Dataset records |

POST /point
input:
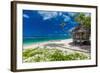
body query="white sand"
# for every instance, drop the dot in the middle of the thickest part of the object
(59, 44)
(42, 44)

Instruction | Reproduce the records above in full, requests included, offsetting every point coordinate in the answers by -83 and leaving the pictures out.

The reply |
POST /point
input:
body query="white sand"
# for every instance, drop the dot in the middle of the thickest part of the object
(-24, -39)
(-41, -39)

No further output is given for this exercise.